-- Begin MATERIAL PROVIDED --
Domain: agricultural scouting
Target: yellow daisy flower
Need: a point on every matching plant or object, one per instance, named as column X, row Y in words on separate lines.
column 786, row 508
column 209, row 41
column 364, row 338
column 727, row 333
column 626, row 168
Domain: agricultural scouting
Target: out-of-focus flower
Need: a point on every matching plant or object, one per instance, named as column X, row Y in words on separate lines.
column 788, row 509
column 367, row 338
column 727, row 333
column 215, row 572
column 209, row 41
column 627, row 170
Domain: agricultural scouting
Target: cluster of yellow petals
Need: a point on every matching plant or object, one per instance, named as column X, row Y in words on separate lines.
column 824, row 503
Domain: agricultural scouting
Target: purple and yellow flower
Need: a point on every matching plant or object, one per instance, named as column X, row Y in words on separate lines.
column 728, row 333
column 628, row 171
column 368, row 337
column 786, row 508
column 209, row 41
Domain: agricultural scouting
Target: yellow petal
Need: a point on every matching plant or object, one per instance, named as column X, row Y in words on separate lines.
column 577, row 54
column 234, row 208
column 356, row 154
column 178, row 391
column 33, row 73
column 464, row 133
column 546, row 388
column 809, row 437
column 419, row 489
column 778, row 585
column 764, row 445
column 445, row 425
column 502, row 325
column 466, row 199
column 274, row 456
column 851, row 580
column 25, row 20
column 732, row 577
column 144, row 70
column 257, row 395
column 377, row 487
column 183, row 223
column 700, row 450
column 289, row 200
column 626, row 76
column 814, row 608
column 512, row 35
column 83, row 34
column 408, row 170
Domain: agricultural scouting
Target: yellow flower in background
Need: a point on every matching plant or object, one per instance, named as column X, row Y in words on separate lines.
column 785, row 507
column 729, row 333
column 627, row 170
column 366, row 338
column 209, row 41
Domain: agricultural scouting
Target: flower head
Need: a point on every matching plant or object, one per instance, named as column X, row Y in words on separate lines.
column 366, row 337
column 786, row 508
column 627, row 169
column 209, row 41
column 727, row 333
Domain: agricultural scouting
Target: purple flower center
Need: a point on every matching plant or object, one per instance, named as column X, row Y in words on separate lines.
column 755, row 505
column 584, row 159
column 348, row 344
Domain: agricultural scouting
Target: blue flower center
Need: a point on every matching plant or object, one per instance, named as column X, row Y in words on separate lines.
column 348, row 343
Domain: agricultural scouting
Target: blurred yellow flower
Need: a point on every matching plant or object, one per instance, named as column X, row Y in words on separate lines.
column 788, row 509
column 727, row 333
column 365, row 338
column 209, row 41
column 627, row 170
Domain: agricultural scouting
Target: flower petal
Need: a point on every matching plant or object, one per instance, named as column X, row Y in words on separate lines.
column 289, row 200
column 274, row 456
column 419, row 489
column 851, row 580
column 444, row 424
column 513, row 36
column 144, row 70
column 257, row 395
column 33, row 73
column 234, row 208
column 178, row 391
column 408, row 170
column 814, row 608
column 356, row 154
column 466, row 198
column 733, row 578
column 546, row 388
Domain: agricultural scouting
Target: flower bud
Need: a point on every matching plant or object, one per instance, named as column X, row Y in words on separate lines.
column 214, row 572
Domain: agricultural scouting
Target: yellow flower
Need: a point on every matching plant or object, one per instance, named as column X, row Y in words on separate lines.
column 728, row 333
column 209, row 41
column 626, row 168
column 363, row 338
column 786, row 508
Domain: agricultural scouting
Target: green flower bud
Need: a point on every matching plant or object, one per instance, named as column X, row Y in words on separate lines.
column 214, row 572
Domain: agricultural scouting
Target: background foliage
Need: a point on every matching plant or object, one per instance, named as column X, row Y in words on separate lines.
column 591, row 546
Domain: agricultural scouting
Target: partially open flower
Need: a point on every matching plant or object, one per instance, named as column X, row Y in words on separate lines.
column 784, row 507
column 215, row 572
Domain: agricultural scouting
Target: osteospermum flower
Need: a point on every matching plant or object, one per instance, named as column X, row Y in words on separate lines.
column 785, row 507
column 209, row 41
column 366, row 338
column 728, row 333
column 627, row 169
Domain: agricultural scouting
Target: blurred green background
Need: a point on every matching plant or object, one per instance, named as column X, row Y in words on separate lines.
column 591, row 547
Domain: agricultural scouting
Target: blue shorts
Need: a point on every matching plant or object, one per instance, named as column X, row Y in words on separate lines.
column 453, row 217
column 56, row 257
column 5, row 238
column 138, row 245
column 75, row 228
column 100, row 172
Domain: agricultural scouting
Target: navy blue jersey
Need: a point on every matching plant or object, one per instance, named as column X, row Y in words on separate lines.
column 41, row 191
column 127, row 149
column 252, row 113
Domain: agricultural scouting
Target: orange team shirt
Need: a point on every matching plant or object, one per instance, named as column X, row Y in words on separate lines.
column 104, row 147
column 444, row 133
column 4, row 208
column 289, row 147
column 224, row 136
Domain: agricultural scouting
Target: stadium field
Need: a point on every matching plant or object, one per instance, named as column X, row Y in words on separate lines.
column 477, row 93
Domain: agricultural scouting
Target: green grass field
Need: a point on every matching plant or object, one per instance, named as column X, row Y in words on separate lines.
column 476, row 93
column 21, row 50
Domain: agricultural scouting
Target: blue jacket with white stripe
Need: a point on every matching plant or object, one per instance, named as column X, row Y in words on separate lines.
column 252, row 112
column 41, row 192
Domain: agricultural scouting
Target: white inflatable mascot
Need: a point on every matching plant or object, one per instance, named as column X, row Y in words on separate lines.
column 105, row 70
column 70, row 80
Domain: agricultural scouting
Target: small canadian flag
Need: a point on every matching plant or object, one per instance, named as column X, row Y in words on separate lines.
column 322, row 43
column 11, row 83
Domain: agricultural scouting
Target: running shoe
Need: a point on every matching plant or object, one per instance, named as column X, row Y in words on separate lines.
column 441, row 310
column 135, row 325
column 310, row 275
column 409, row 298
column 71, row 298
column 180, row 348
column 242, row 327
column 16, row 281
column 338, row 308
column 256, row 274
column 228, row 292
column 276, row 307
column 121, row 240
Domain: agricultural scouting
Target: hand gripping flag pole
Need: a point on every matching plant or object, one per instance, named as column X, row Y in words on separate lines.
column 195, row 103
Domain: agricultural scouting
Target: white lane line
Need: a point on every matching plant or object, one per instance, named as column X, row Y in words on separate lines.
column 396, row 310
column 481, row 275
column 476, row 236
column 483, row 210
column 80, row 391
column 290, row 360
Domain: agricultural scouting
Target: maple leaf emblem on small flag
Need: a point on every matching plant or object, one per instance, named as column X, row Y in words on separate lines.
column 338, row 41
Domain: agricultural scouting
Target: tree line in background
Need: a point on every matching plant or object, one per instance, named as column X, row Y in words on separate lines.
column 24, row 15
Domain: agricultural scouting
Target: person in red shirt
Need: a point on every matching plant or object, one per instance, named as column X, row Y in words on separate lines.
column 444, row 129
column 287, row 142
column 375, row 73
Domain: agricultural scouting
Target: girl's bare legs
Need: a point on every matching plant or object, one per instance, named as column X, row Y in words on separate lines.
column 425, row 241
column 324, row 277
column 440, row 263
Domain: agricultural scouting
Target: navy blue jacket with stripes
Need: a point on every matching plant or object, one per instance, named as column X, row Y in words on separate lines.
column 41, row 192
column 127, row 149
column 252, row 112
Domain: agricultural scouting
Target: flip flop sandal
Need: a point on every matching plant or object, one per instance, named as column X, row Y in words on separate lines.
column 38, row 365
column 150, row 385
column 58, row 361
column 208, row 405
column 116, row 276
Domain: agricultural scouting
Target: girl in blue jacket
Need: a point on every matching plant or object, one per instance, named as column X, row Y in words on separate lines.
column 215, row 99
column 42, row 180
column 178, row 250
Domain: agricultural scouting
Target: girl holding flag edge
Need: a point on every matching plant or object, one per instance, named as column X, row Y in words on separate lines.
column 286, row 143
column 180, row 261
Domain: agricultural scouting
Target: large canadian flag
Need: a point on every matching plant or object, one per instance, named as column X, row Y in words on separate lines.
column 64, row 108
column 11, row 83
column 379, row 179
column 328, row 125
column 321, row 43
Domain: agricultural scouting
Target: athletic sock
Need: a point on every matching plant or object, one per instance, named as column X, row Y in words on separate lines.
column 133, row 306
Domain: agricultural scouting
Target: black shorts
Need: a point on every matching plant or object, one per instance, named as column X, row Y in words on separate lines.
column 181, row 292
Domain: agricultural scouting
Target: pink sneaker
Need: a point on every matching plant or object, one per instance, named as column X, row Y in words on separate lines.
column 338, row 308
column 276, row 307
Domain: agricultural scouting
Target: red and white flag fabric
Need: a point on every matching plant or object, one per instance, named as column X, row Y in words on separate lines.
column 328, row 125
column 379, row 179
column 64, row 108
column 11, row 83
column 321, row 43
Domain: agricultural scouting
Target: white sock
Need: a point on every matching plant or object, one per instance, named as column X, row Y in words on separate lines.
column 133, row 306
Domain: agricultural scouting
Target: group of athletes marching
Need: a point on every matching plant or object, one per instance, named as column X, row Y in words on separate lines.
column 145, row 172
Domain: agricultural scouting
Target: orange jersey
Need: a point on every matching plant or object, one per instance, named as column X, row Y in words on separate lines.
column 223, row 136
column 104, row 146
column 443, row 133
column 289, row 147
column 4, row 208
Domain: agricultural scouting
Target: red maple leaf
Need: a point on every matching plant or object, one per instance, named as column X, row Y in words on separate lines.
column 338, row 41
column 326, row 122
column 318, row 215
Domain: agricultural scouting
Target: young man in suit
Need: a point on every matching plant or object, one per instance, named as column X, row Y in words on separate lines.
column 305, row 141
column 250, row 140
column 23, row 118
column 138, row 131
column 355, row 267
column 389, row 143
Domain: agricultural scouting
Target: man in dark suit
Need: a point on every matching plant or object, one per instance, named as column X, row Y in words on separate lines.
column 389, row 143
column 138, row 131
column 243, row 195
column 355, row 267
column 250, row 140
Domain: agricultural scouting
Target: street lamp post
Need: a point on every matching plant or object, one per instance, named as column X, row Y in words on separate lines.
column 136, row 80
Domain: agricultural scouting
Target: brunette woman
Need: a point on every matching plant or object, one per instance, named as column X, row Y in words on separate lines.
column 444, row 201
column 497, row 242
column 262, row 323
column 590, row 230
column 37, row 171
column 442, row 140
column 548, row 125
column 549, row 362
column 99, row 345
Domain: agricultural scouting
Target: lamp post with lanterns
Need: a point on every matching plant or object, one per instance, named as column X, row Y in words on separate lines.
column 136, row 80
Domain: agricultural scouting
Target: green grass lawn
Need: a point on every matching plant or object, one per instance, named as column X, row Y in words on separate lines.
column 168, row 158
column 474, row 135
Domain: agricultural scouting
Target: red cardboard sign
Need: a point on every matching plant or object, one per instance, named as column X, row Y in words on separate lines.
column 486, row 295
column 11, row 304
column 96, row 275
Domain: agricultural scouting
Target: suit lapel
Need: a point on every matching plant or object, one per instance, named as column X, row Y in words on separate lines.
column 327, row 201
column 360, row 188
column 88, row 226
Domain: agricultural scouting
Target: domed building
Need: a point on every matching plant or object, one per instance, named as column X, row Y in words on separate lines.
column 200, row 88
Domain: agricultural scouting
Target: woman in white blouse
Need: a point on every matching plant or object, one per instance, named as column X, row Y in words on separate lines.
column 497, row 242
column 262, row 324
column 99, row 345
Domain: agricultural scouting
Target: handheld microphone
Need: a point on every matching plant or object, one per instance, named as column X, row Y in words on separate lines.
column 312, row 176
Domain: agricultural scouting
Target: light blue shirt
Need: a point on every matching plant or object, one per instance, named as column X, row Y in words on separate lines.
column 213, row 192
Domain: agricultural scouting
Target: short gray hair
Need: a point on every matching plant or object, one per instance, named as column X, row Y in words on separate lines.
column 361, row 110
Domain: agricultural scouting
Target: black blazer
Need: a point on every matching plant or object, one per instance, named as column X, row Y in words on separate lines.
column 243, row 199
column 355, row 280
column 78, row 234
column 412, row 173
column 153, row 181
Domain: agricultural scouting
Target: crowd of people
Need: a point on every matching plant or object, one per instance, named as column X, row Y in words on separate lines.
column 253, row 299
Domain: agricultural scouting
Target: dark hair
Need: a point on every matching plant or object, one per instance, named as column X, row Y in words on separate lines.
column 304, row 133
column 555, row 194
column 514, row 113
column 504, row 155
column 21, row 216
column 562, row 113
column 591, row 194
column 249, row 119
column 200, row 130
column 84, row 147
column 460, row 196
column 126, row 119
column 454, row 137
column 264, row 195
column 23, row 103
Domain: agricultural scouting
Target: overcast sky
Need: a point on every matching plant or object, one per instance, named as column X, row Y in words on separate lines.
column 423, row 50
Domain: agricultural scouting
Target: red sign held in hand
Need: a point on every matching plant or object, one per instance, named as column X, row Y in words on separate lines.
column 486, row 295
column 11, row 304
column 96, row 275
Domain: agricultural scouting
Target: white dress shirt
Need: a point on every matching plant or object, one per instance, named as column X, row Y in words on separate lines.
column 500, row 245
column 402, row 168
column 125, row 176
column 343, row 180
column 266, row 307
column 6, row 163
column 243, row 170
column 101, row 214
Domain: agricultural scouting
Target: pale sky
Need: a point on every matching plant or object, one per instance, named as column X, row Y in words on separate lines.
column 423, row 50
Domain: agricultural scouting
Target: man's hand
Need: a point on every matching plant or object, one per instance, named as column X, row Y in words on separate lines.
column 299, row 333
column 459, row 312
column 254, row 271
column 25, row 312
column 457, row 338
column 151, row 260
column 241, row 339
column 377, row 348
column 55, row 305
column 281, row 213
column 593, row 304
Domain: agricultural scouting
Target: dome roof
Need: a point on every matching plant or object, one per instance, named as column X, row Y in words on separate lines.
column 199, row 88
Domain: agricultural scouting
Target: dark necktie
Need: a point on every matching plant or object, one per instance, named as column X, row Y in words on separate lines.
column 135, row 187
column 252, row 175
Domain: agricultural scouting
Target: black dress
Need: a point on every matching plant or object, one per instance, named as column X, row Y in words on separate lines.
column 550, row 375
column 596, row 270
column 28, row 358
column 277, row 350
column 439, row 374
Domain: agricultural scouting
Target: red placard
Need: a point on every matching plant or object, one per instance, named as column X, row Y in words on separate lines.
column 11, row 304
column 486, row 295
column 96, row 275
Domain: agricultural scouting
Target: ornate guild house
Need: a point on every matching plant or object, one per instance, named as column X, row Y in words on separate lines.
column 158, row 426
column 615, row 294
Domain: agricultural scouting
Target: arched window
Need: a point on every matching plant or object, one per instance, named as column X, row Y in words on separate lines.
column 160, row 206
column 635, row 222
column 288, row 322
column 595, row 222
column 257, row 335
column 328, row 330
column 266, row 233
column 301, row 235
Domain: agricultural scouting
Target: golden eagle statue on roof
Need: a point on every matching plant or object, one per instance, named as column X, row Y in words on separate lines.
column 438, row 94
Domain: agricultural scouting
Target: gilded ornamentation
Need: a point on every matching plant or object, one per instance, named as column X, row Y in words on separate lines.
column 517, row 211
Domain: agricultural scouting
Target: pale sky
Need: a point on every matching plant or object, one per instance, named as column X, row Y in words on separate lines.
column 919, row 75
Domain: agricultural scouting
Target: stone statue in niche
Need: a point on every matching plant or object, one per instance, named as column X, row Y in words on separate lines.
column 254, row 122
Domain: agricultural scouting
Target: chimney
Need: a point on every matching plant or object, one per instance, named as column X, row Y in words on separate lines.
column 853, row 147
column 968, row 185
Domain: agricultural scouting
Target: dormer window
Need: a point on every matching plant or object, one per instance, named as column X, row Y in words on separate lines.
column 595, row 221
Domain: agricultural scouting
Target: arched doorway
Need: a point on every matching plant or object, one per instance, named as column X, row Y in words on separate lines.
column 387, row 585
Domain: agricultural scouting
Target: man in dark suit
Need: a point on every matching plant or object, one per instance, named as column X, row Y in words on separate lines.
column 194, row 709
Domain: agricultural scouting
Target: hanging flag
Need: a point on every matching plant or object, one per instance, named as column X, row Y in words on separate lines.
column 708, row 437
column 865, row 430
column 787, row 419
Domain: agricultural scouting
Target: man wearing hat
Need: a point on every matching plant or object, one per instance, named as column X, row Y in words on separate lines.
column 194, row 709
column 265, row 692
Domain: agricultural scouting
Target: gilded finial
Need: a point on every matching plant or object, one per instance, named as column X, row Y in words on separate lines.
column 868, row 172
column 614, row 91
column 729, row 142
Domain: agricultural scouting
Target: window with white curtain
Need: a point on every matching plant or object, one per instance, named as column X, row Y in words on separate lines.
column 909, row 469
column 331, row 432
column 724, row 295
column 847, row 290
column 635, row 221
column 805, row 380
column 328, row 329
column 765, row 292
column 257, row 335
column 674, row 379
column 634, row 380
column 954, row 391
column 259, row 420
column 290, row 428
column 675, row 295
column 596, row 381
-- End MATERIAL PROVIDED --
GOAL. Tally the lines above that contain the string "flag". Report only the count.

THE RESULT. 7